PASSAGE GIVEN:
--- Start ---
All of lore.kernel.org
 help / color / mirror / Atom feed
From: Brian Foster <bfoster@redhat.com>
To: Dave Chinner <david@fromorbit.com>
Cc: xfs@oss.sgi.com
Subject: Re: [PATCH RFC 1/2] xfs: return committed status from xfs_trans_roll()
Date: Wed, 29 Jul 2015 07:47:52 -0400	[thread overview]
Message-ID: <20150729114751.GB61108@bfoster.bfoster> (raw)
In-Reply-To: <20150728215140.GC24249@dastard>

On Wed, Jul 29, 2015 at 07:51:40AM +1000, Dave Chinner wrote:
> On Tue, Jul 28, 2015 at 09:40:06AM -0400, Brian Foster wrote:
> > On Tue, Jul 28, 2015 at 10:40:09AM +1000, Dave Chinner wrote:
> > > [ reply to both patches in one reply, because it's related. ]
> > > 
> > > On Thu, Jul 23, 2015 at 04:13:29PM -0400, Brian Foster wrote:
...
--- End ---
JOBS:
1. Return the part of the mailing-list message starting with "All of lore.kernel.org" and going on through "status from xfs_trans_roll()".
2. Answer these questions about the mailing-list message:
(a) To whom is it addressed?
(b) What address is on its Cc line?
(c) On what date and at what time was it sent?
3. In the mailing-list message, what date and time appear in each line that ends with "wrote:"?
The records are separate material and have no connection to the mailing-list message.

[Detection annotation records]
--- Start ---
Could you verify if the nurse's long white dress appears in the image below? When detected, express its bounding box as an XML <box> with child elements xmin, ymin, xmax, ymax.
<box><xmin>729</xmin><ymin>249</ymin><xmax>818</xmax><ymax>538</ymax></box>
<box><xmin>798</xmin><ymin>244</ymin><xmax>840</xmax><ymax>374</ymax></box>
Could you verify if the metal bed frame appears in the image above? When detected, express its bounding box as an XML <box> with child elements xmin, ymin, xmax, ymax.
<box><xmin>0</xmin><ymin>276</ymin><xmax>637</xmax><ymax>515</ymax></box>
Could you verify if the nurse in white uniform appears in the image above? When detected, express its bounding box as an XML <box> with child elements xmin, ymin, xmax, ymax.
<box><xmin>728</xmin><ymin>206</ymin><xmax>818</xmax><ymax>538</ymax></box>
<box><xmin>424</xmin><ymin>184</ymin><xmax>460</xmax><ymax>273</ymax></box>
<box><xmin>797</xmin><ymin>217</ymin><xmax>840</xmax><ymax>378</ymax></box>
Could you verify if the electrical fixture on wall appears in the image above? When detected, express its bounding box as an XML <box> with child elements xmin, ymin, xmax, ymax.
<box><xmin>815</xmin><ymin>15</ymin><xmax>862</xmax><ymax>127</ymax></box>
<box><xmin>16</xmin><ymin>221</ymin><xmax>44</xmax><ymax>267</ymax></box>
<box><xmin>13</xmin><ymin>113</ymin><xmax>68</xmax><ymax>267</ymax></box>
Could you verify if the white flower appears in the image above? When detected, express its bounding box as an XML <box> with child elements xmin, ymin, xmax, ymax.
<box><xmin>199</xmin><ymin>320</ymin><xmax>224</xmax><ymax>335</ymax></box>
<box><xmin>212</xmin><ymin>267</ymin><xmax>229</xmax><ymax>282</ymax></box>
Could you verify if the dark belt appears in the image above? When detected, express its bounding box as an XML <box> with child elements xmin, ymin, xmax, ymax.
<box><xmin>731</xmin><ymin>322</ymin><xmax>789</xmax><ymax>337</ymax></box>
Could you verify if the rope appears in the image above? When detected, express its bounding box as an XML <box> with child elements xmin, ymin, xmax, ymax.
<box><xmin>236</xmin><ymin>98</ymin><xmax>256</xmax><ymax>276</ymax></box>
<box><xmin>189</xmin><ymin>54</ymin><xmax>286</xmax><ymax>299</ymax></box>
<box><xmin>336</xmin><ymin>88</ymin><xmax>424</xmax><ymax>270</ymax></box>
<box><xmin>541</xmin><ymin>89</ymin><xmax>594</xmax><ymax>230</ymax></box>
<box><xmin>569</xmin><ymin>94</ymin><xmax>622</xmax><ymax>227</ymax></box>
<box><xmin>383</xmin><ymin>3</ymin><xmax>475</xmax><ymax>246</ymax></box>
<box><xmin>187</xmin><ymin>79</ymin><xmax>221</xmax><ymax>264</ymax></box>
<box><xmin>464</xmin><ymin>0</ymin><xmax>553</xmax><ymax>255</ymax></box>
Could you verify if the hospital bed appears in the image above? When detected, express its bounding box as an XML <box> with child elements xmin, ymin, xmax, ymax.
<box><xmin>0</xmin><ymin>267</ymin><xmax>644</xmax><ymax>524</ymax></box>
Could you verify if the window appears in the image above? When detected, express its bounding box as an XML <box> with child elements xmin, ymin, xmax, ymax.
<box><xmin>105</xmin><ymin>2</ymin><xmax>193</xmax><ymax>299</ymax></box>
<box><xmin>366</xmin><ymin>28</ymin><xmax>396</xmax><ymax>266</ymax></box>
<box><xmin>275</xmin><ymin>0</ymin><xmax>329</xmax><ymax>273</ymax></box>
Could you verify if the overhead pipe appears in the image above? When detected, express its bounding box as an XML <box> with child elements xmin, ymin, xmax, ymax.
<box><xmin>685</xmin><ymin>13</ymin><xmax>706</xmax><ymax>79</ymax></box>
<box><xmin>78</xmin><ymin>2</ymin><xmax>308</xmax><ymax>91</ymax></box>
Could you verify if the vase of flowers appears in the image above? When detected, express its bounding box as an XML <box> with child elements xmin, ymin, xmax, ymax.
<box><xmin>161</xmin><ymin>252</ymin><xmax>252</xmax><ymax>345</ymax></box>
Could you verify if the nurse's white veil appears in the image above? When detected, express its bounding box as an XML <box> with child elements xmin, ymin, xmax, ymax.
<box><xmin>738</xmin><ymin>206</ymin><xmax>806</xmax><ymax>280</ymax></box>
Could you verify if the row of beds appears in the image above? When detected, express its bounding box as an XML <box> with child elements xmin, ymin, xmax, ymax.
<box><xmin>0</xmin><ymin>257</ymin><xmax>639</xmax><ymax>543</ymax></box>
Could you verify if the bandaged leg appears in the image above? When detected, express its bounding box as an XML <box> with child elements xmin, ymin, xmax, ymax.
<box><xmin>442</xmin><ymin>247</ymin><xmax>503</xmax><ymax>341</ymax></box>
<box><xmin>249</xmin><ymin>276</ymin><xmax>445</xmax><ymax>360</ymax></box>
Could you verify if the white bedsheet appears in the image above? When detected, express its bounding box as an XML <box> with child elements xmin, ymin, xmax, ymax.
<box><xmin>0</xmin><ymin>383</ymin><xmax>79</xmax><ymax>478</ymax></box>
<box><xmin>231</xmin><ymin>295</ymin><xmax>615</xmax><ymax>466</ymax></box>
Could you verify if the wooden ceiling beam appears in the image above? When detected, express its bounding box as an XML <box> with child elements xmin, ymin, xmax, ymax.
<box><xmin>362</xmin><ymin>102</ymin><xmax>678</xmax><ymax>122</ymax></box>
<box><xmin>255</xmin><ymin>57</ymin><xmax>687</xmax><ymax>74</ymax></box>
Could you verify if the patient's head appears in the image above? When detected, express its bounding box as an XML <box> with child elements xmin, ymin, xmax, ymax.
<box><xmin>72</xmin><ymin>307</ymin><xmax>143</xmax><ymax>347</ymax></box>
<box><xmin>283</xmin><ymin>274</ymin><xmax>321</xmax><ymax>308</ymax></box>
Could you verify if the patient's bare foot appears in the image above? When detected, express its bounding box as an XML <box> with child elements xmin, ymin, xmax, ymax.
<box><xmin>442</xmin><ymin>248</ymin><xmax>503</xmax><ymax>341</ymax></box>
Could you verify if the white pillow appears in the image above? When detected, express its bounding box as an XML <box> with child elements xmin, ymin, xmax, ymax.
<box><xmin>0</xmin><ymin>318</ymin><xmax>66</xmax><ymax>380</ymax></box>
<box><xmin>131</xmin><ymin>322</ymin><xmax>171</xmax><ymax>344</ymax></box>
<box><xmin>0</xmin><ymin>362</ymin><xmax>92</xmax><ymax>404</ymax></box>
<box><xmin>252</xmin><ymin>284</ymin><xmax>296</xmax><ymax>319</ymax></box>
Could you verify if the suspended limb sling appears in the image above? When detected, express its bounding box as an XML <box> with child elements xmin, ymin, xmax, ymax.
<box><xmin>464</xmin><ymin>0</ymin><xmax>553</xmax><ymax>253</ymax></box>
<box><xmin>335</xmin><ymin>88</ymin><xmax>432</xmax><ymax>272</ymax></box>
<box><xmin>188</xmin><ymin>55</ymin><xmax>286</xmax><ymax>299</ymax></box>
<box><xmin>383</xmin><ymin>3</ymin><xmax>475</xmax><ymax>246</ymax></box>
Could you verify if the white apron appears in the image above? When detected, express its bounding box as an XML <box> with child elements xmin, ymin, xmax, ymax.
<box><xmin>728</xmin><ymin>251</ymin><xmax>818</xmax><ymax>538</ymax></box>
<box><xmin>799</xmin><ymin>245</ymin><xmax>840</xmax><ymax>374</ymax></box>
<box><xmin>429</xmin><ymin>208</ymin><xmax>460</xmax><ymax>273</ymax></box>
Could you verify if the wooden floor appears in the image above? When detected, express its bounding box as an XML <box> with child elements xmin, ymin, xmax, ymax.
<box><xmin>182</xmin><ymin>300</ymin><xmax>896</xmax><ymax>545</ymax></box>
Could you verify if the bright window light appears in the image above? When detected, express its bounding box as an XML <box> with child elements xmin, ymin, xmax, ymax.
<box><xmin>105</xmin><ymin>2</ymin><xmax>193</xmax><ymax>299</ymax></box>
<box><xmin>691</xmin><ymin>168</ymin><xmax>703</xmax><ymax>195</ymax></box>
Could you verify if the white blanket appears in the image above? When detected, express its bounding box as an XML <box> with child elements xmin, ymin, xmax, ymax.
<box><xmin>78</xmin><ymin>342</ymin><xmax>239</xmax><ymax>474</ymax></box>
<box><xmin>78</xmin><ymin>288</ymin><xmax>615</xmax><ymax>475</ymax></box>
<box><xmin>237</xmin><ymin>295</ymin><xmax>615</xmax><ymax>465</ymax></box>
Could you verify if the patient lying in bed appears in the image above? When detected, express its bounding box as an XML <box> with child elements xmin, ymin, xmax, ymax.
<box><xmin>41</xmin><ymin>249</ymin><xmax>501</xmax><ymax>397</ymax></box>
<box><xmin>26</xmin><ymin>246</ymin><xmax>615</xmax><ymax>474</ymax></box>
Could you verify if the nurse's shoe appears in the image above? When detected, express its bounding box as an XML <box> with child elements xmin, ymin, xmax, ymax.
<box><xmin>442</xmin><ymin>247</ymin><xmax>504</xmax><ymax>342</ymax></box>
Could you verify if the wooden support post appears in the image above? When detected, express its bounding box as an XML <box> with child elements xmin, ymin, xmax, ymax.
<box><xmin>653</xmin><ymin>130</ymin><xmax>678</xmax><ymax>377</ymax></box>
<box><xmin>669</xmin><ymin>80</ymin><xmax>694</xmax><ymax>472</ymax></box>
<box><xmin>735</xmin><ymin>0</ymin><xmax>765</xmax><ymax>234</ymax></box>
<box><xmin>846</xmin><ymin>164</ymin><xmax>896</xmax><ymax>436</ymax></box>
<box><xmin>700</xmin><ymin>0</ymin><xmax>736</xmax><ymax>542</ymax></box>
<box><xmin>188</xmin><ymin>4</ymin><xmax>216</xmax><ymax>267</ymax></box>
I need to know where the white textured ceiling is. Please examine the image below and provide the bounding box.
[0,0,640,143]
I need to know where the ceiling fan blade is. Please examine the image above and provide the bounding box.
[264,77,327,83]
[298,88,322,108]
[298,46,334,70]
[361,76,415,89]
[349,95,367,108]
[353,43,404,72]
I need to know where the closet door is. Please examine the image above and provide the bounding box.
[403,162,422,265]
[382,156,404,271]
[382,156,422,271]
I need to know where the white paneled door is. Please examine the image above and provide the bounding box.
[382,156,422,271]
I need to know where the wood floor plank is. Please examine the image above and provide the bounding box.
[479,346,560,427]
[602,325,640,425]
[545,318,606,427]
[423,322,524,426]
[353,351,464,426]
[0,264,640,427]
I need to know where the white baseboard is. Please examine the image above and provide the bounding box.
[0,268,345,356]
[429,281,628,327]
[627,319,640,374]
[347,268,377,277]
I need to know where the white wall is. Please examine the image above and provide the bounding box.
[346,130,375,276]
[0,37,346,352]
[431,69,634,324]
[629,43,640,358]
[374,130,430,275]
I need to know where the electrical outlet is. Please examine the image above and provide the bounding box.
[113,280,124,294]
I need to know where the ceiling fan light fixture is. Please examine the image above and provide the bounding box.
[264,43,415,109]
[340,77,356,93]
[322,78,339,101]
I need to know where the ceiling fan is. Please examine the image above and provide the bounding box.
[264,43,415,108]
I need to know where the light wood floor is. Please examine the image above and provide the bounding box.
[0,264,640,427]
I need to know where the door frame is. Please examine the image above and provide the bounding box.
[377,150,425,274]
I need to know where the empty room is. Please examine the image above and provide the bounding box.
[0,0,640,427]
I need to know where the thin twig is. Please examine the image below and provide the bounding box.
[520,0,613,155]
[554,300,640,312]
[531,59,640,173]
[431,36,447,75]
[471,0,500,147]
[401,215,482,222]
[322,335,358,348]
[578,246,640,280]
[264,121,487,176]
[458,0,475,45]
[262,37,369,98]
--- End ---
THE RESPONSES:
1.
All of lore.kernel.org
 help / color / mirror / Atom feed
From: Brian Foster <bfoster@redhat.com>
To: Dave Chinner <david@fromorbit.com>
Cc: xfs@oss.sgi.com
Subject: Re: [PATCH RFC 1/2] xfs: return committed status from xfs_trans_roll()

2.
(a) Dave Chinner <david@fromorbit.com>
(b) xfs@oss.sgi.com
(c) Wed, 29 Jul 2015 07:47:52 -0400

3.
Wed, Jul 29, 2015 at 07:51:40AM +1000
Tue, Jul 28, 2015 at 09:40:06AM -0400
Tue, Jul 28, 2015 at 10:40:09AM +1000
Thu, Jul 23, 2015 at 04:13:29PM -0400